--- THE RECORDS Enclosed Below ---
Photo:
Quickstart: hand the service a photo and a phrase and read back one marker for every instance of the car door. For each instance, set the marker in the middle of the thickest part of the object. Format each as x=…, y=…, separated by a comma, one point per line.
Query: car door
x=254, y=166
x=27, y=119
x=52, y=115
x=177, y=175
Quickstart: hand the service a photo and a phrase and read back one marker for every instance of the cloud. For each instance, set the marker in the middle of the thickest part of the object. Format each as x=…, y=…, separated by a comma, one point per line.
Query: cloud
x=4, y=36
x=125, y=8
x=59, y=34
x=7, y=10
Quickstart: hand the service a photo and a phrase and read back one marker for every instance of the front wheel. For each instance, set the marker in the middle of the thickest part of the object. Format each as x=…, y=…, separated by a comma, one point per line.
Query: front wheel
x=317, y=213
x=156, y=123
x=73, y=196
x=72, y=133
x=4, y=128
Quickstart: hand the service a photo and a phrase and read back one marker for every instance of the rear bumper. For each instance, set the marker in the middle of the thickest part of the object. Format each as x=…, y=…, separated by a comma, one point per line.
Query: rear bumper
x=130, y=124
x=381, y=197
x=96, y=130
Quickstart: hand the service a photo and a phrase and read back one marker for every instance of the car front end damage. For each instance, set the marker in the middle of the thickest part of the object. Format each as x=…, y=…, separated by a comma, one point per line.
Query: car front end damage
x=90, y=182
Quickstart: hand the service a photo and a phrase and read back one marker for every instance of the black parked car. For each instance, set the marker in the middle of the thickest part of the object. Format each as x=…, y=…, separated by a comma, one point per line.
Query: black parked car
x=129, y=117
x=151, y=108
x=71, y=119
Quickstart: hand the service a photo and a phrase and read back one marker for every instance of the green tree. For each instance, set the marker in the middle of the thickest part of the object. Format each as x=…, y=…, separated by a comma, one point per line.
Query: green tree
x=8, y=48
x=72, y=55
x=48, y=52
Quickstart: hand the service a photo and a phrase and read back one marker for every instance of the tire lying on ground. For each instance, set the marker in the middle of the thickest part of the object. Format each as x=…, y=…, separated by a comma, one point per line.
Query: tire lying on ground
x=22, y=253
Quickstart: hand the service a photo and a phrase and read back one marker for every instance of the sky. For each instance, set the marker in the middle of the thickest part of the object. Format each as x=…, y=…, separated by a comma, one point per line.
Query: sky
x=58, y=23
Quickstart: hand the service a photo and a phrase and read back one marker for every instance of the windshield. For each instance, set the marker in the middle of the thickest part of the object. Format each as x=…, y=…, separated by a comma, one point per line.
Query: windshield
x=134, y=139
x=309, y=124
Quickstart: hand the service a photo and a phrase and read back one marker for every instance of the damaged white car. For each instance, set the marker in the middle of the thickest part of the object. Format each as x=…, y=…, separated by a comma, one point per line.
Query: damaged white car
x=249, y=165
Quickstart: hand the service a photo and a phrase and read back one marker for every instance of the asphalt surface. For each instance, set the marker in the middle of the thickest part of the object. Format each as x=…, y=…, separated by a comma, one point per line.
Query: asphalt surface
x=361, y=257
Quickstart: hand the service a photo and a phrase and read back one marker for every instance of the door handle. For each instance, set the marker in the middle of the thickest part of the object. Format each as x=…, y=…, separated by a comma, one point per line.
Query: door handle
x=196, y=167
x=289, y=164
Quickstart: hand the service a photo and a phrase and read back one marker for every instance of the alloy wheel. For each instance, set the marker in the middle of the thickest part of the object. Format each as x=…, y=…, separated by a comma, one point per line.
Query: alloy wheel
--- End of Enclosed THE RECORDS ---
* [WORK TASK] Go through the records above and, whenever a line includes the word "alloy", copy it.

* [YOUR RESPONSE]
Quickstart: hand the service a photo and a phrase and read back one marker for every instance of the alloy wheel. For each instance, set the marker in the middle of the thickest part of the object. Format each as x=…, y=…, separated by a comma, one point per line.
Query: alloy wheel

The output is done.